- _Supplied passage_:
Lyke-Wake Dirge, The
DESCRIPTION: A warning to those not yet dead. Those who gave to the poor shall receive as they have given; those who have not will pay the penalty. "This ae nicht, this ae nicht, ilka nicht and alle -- Fire and sleet and candlelicht, and Christ receive thy soule"
KEYWORDS: death funeral lament religious Hell
REFERENCES (4 citations):
OBB 33, "A Lyke-Wake Dirge" (1 text)
ReedSmith, p. 5, "A Lyke-Wake Dirge" (1 text)
ADDITIONAL: Walter de la Mare, _Come Hither_, revised edition, 1928; #278, "A Lyke-Wake Dirge" (1 text)
NOTES: De la Mare quotes Sidgwick to the effect that sleet means not falling water but salt (the token of eternal life) -- or perhaps is an error for "fleet." The editors of the Oxford English Dictionary prefer the latter reading (remember that a "long s" looked very like an f, so it's an easy error). "Fleet" in this context would be a flat surface or floor -- it's the same word as J. R. R. Tolkien's "flet" for a platform in a tree. But it's not obvious what this would mean.
Bengt R. Jonsson suggests ("Oral Literature, Written Literature: The Ballad and Old Norse Genres," in Joseph Harris, editor, The Ballad and Oral Literature, Harvard University Press, 1991, p. 170), "As for the 'Lyke-Wake Dirge' we cannot entirely dismiss the possibility that we have to do with one out of many examples of Norwegian influence on Scottish tradition." The Norwegian influence is genuine, but Jonsson offers no real evidence for this particular contention.

- _Information provided_:
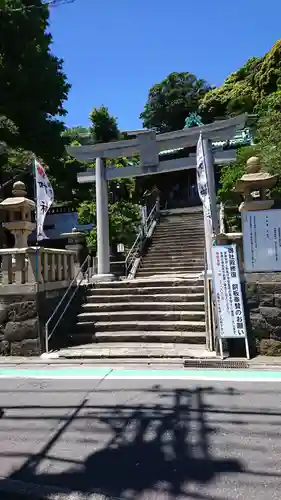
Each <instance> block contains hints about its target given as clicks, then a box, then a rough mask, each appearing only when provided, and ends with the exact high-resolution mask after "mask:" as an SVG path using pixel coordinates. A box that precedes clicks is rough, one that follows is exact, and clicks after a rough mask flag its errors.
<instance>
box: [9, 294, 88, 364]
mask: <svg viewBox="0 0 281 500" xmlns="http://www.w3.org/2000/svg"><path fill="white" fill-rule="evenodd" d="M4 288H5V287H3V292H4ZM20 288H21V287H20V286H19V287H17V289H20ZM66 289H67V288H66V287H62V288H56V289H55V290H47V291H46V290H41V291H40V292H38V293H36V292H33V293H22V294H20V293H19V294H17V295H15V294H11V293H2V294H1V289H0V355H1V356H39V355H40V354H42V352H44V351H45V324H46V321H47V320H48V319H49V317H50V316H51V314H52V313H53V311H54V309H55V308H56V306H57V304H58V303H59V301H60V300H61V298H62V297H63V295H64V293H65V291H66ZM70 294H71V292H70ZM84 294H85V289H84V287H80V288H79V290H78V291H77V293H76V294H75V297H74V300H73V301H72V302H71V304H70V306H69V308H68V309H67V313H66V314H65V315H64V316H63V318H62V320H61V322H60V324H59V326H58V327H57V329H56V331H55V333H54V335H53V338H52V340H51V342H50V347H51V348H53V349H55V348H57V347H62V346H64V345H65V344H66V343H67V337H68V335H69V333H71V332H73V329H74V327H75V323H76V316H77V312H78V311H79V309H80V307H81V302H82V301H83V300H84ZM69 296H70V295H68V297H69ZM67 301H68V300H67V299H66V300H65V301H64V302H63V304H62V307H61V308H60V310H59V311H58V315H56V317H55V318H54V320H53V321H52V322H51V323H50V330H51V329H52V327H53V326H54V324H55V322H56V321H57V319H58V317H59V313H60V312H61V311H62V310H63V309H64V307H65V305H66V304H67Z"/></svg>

- _Brief A_:
Answer these questions about the Lyke-Wake Dirge entry:
(i) According to the description, what shall those who gave to the poor receive?
(ii) The editors of which dictionary prefer the reading "fleet"?
(iii) Which press published the volume containing Bengt R. Jonsson's suggestion, and in what year?
- _Brief B_:
Extend the Lyke-Wake Dirge entry with new text that follows on from its last sentence.
The data has no connection to the Lyke-Wake Dirge entry.

- _Answer section A_:
(i) They shall receive as they have given.
(ii) The Oxford English Dictionary.
(iii) Harvard University Press, in 1991.

- _Answer section B_:
Malcolm Douglas gave the following information about the tune to the Ballad-L list in 2008 (slightly edited, mostly for formatting reasons):
"The tune Hans Fried got from Peggy Richards [which was recorded by the Young Tradition] was written by Sir Harold Boulton, and first appeared in his Songs of the North(Vol I, c.1885) set to the text (slightly edited) from Scott. It had changed a bit in detail by the time it got to The Young Tradition, but not fundamentally. Songs of the North was immensely popular (at least 23 editions) and there would seem to be a decent chance that Peggy Richards (described as 'old') had learned it at school, or directly from print.
"It is *just* possible that a tune that may perhaps have been traditionally associated with the text survives. A song ('The Silkstone Disaster', written by Rowland Kellett) appeared in 'English Dance and Song' (XXXIII No 2 Summer 1971), set to a tune described as 'The Yorkshire Lyke-Wake'. Kellett noted that it was played as a funeral march in the Yorkshire Dales, but didn't say where, when or from whom he had got it. It bears no resemblance to Boulton's melody, but the words would fit.
"Some years later, the same tune (though slightly variant and in a different key) turned up in Blowzabella's tunebook 'Encyclopedia Blowzabellica.' There, it was titled 'Lyke Wake Dirge' and described as 'traditional' (but with a query if I remember correctly). No source was identified, and it's unclear whether the change of name is significant or not."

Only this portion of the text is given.